Records supplied
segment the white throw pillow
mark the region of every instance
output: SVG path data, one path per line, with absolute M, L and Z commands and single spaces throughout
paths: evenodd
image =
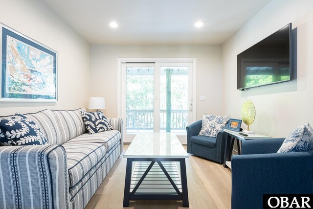
M 226 126 L 230 118 L 230 116 L 216 116 L 204 114 L 199 135 L 216 137 L 220 131 Z
M 313 148 L 313 129 L 309 123 L 296 128 L 285 139 L 277 153 L 302 152 Z

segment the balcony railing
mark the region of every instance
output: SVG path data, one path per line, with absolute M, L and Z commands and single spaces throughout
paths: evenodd
M 172 110 L 171 130 L 185 131 L 187 122 L 187 110 Z M 132 132 L 153 131 L 153 110 L 126 110 L 126 131 Z M 166 110 L 160 111 L 160 130 L 165 130 Z

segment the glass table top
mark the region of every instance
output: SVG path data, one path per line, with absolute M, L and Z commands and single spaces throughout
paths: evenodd
M 188 158 L 175 134 L 139 133 L 123 155 L 124 158 Z

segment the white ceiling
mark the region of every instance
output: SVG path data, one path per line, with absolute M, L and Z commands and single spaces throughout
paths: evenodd
M 270 1 L 40 0 L 90 44 L 167 45 L 223 44 Z

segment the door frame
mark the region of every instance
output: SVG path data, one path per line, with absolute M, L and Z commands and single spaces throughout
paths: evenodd
M 196 121 L 196 67 L 197 58 L 117 58 L 117 117 L 123 117 L 123 102 L 125 102 L 125 99 L 122 98 L 123 89 L 125 88 L 125 84 L 123 84 L 122 81 L 122 67 L 123 63 L 191 63 L 192 64 L 192 121 Z M 125 118 L 123 118 L 125 120 Z M 126 126 L 123 126 L 124 133 L 126 134 Z M 178 135 L 178 138 L 182 144 L 187 144 L 186 135 Z M 125 139 L 125 138 L 124 138 Z M 124 140 L 125 142 L 131 142 Z

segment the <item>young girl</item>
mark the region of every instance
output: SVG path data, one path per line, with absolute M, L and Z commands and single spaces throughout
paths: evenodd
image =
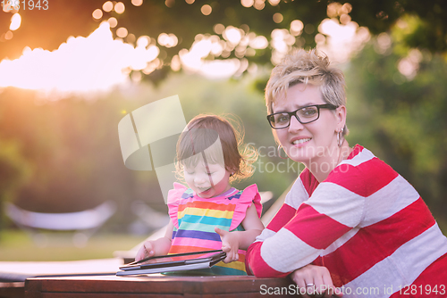
M 188 123 L 177 143 L 177 168 L 189 188 L 174 183 L 168 194 L 171 221 L 164 237 L 146 241 L 136 261 L 168 253 L 223 249 L 224 262 L 210 275 L 247 275 L 245 250 L 264 226 L 257 186 L 243 191 L 231 181 L 253 173 L 257 152 L 240 153 L 242 137 L 225 119 L 199 115 Z

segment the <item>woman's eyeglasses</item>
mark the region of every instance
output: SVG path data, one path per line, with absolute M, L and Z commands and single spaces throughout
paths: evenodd
M 337 106 L 326 104 L 312 104 L 303 106 L 293 112 L 274 112 L 267 115 L 268 123 L 274 129 L 288 128 L 291 125 L 291 117 L 295 116 L 301 124 L 310 123 L 320 117 L 320 109 L 335 110 Z

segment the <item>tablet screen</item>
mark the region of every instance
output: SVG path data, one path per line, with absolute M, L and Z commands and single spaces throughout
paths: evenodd
M 201 259 L 211 260 L 214 256 L 218 255 L 219 252 L 223 252 L 222 250 L 162 255 L 162 256 L 143 259 L 139 261 L 134 261 L 124 266 L 123 268 L 132 268 L 132 267 L 144 268 L 146 267 L 146 265 L 159 264 L 159 263 L 175 264 L 175 263 L 183 263 L 185 261 L 190 261 L 190 260 L 198 260 L 198 261 Z

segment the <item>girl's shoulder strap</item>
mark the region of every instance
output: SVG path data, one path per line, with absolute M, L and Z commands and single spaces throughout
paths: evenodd
M 252 203 L 255 204 L 257 216 L 261 218 L 261 195 L 259 195 L 257 186 L 256 184 L 248 186 L 242 192 L 238 192 L 232 196 L 232 198 L 237 199 L 237 201 L 232 225 L 230 226 L 231 231 L 238 228 L 238 226 L 242 222 L 242 220 L 245 219 L 247 209 L 251 206 Z
M 168 192 L 167 205 L 169 209 L 169 217 L 176 228 L 179 228 L 179 221 L 177 219 L 179 203 L 181 199 L 190 197 L 190 196 L 192 196 L 191 189 L 177 182 L 174 182 L 173 189 Z

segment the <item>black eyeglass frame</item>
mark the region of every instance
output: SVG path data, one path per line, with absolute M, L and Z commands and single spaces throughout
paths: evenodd
M 299 111 L 299 110 L 302 110 L 302 109 L 306 109 L 306 108 L 309 108 L 311 106 L 315 106 L 316 107 L 316 110 L 318 112 L 318 115 L 316 116 L 316 119 L 314 120 L 311 120 L 310 121 L 301 121 L 301 120 L 299 120 L 299 117 L 298 117 L 297 115 L 297 112 Z M 308 124 L 308 123 L 311 123 L 311 122 L 314 122 L 314 121 L 316 121 L 319 118 L 320 118 L 320 109 L 329 109 L 329 110 L 336 110 L 338 108 L 338 106 L 336 105 L 333 105 L 332 103 L 325 103 L 325 104 L 310 104 L 310 105 L 306 105 L 306 106 L 302 106 L 300 107 L 299 109 L 297 109 L 293 112 L 274 112 L 272 114 L 269 114 L 267 115 L 267 121 L 268 121 L 268 124 L 270 124 L 270 126 L 272 127 L 272 128 L 274 129 L 283 129 L 283 128 L 287 128 L 288 127 L 291 126 L 291 116 L 295 116 L 295 118 L 297 119 L 297 120 L 301 123 L 301 124 Z M 283 128 L 274 128 L 273 125 L 272 125 L 272 121 L 270 120 L 270 118 L 272 116 L 274 116 L 274 115 L 277 115 L 277 114 L 289 114 L 289 124 Z

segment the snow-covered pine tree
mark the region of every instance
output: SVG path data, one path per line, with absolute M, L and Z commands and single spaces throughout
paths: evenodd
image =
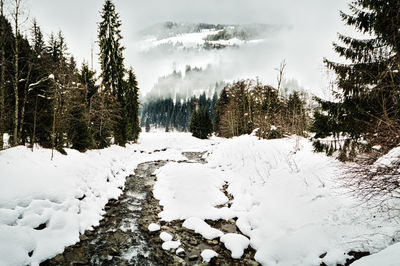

Your objective
Please write out everything from the start of the records down to the line containing "M 226 126 L", keeping the requests unchanged and increasing every coordinate in the answer paths by 134. Leave the pictures out.

Written answer
segment the white throw pillow
mark the region of every instance
output: SVG path data, one path per line, with absolute M, L and Z commands and single spaces throughout
paths: evenodd
image =
M 360 260 L 364 252 L 364 250 L 350 250 L 338 248 L 333 269 L 350 271 L 354 265 Z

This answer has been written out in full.